# Tyrant's Legion



## WarHammerman (Feb 19, 2012)

Hello there all you Heretics =D

I've recently looked over Imperial Armour 9, and I've gotten an urge to make a Tyrant's Legion list.


I was wondering if anyone had any experience with these kinds of lists? Any advice for making the list, or any helpful tactics - or even stories of fighting against them.

So yeah, any help would be great. 

I'm not asking you to write a list for me, Just want to get a greater breath of knowledge about them. (however, if you /want/ to post your list, I won't complain n_n)

Thank you!


----------



## MidnightSun (Feb 10, 2009)

Tyrant's Legion are painfully poor rules-wise. They don't have any good HQ choices, really, with the poor man's Company Command Squad or a Sergeant with two wounds at double the points. Elites-wise, there's the Marauder squad who are passable, but Corpse Takers and Retaliators are bad. Legion Cohorts are just Tacticals who can't use Combat Tactics, can't Combat Squad, and don't get the free Multi-Melta. The Auxilia are good screening units, but the rest of the list doesn't support them, making them a bit useless really. Armsmen Cadres are pretty good, Imperial Guardsmen aren't a bad unit. Chimera is good because of the turret-mounted Autocannon, but again a lack of support makes it just 'good', not 'amazing'. Only Fast Attack worth taking are Hellhounds, which are good tanks but again, Tyrant's Legion doesn't really let them work too well. Heavy Support has a couple of good choices, i.e. the Battle Tank squadron, Maelstrom Fleet Detachment and the Heavy Ordnance Battery are good, most of the other stuff is poor to awful. 

The main problem with the list is an inability to get decent ranged anti-tank - you're using suicidal melta units or massed Autocannons and Multi-Lasers.

Full summary (not mine) can be found here.

Midnight


----------



## Azrell (Jul 16, 2010)

I wouldn't put too much stock into that review, iv used the tyrants legion to good success you just have to think of them as IG with power armor as elites. They play like Guard with some extra marine units kicking around.


----------

■ **What this exercise asks**
• A. In the Tyrant's Legion thread, which book did the opening poster recently look over?
• B. Reproduce the entries starting at the line containing "task: segment the green shrub" and ending at the last line of the entries, with 27 added to every coordinate in the answers.

(Contour labeling entries)
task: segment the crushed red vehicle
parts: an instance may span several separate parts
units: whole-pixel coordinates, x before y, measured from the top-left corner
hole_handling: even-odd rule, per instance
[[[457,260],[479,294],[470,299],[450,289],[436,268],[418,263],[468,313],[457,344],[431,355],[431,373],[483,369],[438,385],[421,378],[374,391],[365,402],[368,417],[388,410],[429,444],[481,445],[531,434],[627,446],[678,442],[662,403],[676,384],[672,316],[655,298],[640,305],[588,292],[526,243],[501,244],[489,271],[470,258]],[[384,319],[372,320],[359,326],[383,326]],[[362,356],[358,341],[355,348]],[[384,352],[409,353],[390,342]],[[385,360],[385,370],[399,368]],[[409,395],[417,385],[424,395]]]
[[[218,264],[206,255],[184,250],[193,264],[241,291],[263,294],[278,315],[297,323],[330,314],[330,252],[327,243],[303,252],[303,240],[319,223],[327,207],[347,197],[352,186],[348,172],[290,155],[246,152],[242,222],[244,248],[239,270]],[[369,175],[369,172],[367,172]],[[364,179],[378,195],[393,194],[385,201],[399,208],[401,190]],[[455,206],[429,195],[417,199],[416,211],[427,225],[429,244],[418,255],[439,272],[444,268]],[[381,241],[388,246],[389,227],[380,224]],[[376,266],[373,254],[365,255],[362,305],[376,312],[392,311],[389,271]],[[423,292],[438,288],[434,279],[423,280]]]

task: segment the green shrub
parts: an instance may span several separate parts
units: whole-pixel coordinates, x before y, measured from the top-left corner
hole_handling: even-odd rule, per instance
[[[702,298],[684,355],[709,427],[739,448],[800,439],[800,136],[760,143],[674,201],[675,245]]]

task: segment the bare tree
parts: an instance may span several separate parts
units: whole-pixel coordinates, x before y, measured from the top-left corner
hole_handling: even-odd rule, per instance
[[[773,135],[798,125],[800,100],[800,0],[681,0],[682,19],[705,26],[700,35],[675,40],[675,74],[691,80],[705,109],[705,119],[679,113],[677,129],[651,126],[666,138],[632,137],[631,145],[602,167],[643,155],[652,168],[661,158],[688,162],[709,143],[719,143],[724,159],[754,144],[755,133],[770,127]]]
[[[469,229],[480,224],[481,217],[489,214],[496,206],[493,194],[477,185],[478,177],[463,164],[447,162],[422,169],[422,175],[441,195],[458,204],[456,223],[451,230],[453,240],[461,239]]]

■ **Responses in order**
• A. Imperial Armour 9.

• B.
task: segment the green shrub
parts: an instance may span several separate parts
units: whole-pixel coordinates, x before y, measured from the top-left corner
hole_handling: even-odd rule, per instance
[[[729,325],[711,382],[736,454],[766,475],[827,466],[827,163],[787,170],[701,228],[702,272]]]

task: segment the bare tree
parts: an instance may span several separate parts
units: whole-pixel coordinates, x before y, measured from the top-left corner
hole_handling: even-odd rule, per instance
[[[800,162],[825,152],[827,127],[827,27],[708,27],[709,46],[732,53],[727,62],[702,67],[702,101],[718,107],[732,136],[732,146],[706,140],[704,156],[678,153],[693,165],[659,164],[658,172],[629,194],[670,182],[679,195],[688,185],[715,189],[736,170],[746,170],[751,186],[781,171],[782,160],[797,154]]]
[[[496,256],[507,251],[508,244],[516,241],[523,233],[520,221],[504,212],[505,204],[490,191],[474,189],[449,196],[449,202],[468,222],[485,231],[483,250],[478,257],[480,267],[488,266]]]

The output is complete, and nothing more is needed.